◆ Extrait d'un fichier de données
● ● ● ●

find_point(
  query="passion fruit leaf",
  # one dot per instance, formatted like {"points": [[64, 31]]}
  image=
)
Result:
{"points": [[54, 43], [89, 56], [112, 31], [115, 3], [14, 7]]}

● ● ● ●

◆ EXERCICE PROPOSÉ
Recopiez ces lignes en substituant « stem » à « leaf » dans tous les enregistrements, sans rien modifier d'autre.

◆ RÉPONSE COMPLÈTE
find_point(
  query="passion fruit stem",
  # one dot per instance, formatted like {"points": [[64, 31]]}
  image=
)
Result:
{"points": [[54, 43], [89, 56], [112, 31], [115, 3], [14, 7]]}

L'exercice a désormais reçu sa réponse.